#### Short task A:
Count the lines of the records that contain the string "golden", matching case exactly. Reply with the number only.

United States v. Robinson
2011 U.S. App. LEXIS 22162
7th Cir.2011Background
- Robinson ran a cocaine-trafficking operation in Washington Park Homes, Chicago.
- A sting occurred after he offered a $1,000-per-week bribe to Officer Weyforth to “get the heat off” his drug trafficking.
- Robinson paid Weyforth over several weeks; a deal was formed to deliver two kilograms of cocaine bought with $5,000 up front and $5,000 later.
- Robinson was convicted on federal funds bribery under 18 U.S.C. § 666(a)(2) and attempted possession with intent to distribute under 21 U.S.C. § 846.
- The district court’s handling of jury instructions included a coercion instruction whose omission from the posted electronic docket is contested on appeal.
- The court analyzes (i) the coercion instruction issue, (ii) the federal-funds element, and (iii) the transactional element of § 666(a)(2).

#### Information given:

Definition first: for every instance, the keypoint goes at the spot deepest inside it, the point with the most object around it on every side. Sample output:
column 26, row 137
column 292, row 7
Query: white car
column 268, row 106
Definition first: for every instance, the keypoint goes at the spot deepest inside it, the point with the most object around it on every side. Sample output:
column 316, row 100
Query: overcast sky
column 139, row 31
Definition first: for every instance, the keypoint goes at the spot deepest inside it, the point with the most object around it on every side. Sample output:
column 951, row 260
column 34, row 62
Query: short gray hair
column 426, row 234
--
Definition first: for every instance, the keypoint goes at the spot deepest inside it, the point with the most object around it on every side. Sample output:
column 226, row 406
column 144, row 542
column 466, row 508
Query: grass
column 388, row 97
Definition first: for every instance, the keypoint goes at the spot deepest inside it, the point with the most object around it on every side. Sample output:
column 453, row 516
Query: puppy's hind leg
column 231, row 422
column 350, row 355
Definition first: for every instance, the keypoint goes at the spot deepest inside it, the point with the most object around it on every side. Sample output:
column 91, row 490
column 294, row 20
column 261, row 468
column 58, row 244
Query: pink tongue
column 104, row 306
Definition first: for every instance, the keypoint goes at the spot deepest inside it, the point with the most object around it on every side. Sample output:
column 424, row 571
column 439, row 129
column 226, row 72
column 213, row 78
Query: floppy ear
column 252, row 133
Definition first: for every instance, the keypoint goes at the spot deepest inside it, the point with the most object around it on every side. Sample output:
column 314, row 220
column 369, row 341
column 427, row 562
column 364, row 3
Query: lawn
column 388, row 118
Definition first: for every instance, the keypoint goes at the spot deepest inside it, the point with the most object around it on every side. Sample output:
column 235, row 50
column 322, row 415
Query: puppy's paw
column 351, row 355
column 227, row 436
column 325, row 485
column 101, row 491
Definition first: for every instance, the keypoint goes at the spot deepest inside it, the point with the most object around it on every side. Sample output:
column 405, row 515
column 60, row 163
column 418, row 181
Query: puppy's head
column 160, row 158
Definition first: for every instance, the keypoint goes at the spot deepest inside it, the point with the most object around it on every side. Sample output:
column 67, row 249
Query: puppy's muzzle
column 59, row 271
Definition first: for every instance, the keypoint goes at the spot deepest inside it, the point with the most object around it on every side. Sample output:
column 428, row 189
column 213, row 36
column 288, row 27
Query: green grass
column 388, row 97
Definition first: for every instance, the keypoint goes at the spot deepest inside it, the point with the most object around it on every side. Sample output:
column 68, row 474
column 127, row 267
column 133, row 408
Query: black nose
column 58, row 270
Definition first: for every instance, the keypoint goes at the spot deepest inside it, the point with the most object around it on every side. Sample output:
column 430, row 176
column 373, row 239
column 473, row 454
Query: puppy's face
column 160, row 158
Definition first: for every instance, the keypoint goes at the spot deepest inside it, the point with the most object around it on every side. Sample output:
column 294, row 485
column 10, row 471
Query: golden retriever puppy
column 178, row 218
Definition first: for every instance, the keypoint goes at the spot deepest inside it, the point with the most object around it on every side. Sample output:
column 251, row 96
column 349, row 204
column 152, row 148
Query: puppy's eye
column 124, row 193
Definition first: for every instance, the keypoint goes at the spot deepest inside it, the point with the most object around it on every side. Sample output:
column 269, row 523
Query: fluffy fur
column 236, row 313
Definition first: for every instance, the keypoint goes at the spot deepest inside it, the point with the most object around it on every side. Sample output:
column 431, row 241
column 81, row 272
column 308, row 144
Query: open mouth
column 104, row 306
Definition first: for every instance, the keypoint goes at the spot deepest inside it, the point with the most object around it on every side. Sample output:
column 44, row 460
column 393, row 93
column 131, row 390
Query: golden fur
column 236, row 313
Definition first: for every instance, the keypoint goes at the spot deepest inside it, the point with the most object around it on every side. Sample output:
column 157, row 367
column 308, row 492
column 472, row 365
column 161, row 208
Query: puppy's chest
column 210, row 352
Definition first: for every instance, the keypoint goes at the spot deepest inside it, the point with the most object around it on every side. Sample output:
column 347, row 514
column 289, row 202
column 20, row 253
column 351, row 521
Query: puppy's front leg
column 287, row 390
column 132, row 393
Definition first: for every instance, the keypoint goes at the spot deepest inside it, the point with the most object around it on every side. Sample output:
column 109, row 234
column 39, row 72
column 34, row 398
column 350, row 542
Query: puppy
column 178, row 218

#### Short task B:
Answer these questions from the case summary:
(i) How much per week did Robinson offer Officer Weyforth as a bribe?
(ii) How many kilograms of cocaine was the deal set to deliver?
(iii) Where did Robinson run his cocaine-trafficking operation?

#### Full response A:
2

#### Full response B:
(i) $1,000 per week
(ii) Two kilograms
(iii) Washington Park Homes, Chicago